EXTRACT
China rebuffs WHO's terms for further COVID-19 origins study

China WHO COVID-19
Posted at 1:20 AM, Jul 22, 2021

A senior Chinese health official says China cannot accept the World Health Organization's plan for the second phase of a study into the origins of COVID-19.

National Health Commission Vice Minister Zeng Yixin said he was "rather taken aback" by the call for a further look into the pandemic's origins and, specifically, the theory that the virus might have leaked from a Chinese lab.

He dismissed that theory as a disproved rumor.

"It is impossible for us to accept such an origin-tracing plan," he said at a news conference called to address the COVID-19 origins issue.

The head of the WHO acknowledged last week that it was premature to rule out a potential link between the pandemic and a leak of the coronavirus from a Chinese lab.

Zeng said the lab in the city of Wuhan has no virus that can directly infect humans.

Most health experts don't think a leak is a likely cause. The question is whether the possibility is so remote that it should be dropped, or whether it merits further study.

REQUIRED WORK
1 > Copy the passage of the article on COVID-19 origins from "A senior Chinese" up to and including "COVID-19 origins issue.".
2 > According to the article on COVID-19 origins, what did Zeng say about the lab in the city of Wuhan?
3 > Continue the article on COVID-19 origins from the point where it stops.

DATA EXCERPTS

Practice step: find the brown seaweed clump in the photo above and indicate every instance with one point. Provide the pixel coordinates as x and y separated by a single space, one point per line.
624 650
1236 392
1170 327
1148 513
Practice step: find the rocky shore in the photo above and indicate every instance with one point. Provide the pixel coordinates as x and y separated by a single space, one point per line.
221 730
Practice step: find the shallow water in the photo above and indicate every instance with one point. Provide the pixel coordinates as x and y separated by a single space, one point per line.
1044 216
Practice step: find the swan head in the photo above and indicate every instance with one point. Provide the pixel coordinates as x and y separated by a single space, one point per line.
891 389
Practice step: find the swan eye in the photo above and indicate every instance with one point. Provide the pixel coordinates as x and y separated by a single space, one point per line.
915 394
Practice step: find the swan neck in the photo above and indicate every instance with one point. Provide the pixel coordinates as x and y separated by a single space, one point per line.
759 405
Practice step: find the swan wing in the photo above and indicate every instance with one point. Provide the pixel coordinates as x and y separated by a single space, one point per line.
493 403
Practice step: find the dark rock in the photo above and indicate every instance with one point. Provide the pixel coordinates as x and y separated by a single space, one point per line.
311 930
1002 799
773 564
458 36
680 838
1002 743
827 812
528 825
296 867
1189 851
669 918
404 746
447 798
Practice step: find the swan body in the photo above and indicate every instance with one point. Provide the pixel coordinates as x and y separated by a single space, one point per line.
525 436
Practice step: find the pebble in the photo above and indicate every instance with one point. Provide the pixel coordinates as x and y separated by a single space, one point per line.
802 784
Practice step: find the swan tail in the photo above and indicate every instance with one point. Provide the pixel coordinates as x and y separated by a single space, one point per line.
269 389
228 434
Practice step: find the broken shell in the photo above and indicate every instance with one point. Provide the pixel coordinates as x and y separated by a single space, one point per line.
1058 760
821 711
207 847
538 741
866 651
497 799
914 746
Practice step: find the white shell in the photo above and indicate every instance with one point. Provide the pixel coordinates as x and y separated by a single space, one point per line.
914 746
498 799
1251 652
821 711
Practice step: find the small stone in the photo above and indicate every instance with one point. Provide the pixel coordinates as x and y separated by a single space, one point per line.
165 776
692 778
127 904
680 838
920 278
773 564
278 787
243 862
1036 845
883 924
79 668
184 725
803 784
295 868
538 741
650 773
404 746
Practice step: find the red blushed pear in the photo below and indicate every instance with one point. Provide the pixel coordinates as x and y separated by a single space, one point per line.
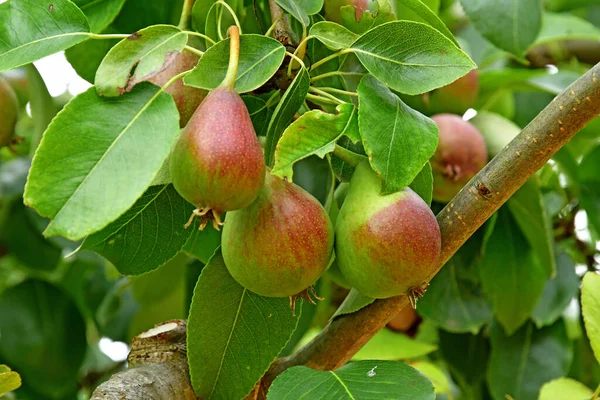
461 153
281 244
9 111
187 98
217 163
386 245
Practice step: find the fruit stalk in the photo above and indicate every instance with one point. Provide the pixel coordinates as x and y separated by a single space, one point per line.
480 198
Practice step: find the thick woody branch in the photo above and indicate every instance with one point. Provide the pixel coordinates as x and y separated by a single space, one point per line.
568 113
158 368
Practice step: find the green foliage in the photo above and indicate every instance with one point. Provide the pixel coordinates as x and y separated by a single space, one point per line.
358 380
499 319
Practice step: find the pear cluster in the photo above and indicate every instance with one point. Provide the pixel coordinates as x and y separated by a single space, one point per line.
277 238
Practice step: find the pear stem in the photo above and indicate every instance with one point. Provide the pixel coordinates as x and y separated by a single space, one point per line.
234 57
349 157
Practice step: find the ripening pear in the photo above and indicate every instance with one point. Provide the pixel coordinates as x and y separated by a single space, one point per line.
279 245
386 245
217 163
461 153
9 111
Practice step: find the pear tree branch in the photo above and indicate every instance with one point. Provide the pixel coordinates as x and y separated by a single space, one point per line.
566 115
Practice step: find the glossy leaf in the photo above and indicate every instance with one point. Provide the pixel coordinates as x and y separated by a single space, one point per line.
516 25
558 292
512 276
100 13
565 389
290 103
24 39
90 169
590 304
149 234
428 15
260 58
557 27
365 380
9 380
353 302
245 333
314 133
388 345
398 139
455 301
39 320
537 356
301 9
333 35
528 211
411 57
423 184
138 58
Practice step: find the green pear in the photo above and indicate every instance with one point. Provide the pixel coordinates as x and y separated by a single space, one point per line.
386 245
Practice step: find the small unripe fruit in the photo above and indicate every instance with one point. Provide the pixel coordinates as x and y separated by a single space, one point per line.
386 245
9 111
496 130
217 163
187 98
461 153
279 245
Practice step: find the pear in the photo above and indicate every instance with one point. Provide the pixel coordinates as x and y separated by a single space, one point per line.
386 245
187 98
281 244
217 163
9 111
461 153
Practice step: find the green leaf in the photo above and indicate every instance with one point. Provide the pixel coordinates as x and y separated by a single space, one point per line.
535 357
369 19
202 244
39 320
455 301
590 304
333 35
301 9
145 53
32 29
100 13
516 23
436 375
557 27
428 15
246 333
528 210
364 380
260 58
565 389
86 57
9 380
91 168
148 235
423 183
590 186
353 302
389 345
398 139
558 292
511 274
411 57
290 103
314 133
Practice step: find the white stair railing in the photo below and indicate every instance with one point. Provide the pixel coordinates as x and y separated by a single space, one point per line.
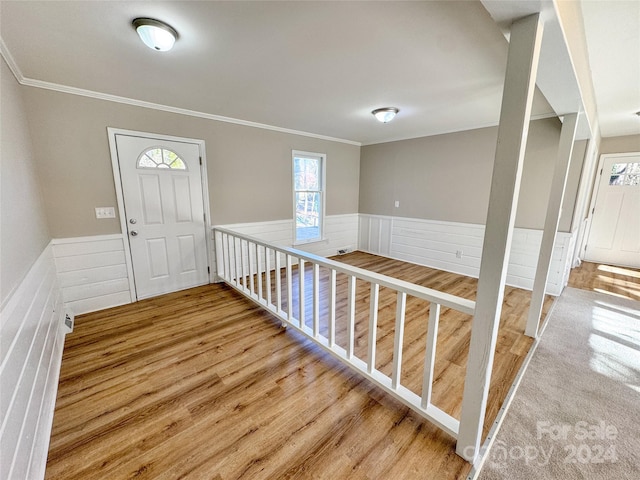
260 270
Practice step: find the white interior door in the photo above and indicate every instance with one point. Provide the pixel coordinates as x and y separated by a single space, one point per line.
164 210
614 236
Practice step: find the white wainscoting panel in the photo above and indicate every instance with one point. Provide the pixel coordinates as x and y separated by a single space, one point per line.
340 232
457 247
31 343
92 272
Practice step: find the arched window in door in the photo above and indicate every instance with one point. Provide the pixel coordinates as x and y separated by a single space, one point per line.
158 157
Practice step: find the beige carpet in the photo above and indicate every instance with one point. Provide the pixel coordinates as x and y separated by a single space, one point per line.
576 414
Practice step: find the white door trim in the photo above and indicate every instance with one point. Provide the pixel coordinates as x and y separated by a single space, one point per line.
115 166
594 196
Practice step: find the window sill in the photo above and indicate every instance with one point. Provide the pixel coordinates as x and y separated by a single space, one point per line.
308 242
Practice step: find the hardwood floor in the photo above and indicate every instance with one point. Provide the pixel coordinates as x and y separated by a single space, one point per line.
620 281
202 384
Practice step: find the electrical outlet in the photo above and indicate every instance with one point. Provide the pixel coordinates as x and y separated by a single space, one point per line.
105 212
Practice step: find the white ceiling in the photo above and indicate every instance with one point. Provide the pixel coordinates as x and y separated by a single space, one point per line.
613 41
317 67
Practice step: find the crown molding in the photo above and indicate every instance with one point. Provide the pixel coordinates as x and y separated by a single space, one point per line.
11 63
30 82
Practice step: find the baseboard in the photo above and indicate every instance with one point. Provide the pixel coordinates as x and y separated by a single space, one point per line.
32 341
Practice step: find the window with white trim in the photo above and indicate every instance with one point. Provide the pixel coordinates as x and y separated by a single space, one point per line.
159 157
308 196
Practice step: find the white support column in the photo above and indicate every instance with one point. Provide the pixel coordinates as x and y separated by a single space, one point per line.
522 63
554 208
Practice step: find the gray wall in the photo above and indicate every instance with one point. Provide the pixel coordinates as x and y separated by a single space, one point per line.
249 169
626 144
23 228
448 177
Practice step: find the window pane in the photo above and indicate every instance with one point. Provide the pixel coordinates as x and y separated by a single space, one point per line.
307 215
632 180
306 173
616 180
155 154
634 167
146 162
161 158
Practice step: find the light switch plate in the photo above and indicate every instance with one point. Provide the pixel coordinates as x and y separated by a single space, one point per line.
105 212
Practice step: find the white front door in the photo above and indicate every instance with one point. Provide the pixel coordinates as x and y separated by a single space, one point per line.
164 210
614 236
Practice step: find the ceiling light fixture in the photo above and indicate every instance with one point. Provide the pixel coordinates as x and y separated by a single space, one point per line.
155 34
386 114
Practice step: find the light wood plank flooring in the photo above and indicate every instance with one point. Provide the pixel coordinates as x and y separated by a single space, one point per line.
620 281
202 384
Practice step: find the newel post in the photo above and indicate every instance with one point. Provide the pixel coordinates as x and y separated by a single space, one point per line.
519 86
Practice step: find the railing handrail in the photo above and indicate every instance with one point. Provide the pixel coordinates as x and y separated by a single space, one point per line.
457 303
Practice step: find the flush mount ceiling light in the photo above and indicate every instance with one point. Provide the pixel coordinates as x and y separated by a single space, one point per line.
155 34
386 114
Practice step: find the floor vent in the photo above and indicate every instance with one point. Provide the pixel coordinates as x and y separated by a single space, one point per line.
69 320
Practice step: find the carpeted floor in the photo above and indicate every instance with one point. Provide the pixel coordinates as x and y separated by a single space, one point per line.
576 414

RESULTS FOR THE EXERCISE
1 >
A senior Chinese health official says China cannot accept the World Health Organization's plan for the second phase of a study into the origins of COVID-19.

National Health Commission Vice Minister Zeng Yixin said he was "rather taken aback" by the call for a further look into the pandemic's origins and, specifically, the theory that the virus might have leaked from a Chinese lab.

He dismissed that theory as a disproved rumor.

"It is impossible for us to accept such an origin-tracing plan," he said at a news conference called to address the COVID-19 origins issue.

2 > He said the lab has no virus that can directly infect humans.

3 >
Experts have said they believe the virus most likely jumped directly from an animal to humans or was passed to another animal species before jumping to humans.

Earlier this year, a WHO team concluded that such transmission at one of the live animal markets in Wuhan, China was the most likely cause of the first case of COVID-19 in humans. That team recommended further study of the farms that supplied the market, according to the Associated Press.

In May, President Joe Biden ordered federal intelligence agencies to collect more information in the hopes of reaching a conclusion as to the origins of COVID-19. Other top U.S. officials have criticized China for its lack of transparency in studying the origins of the virus.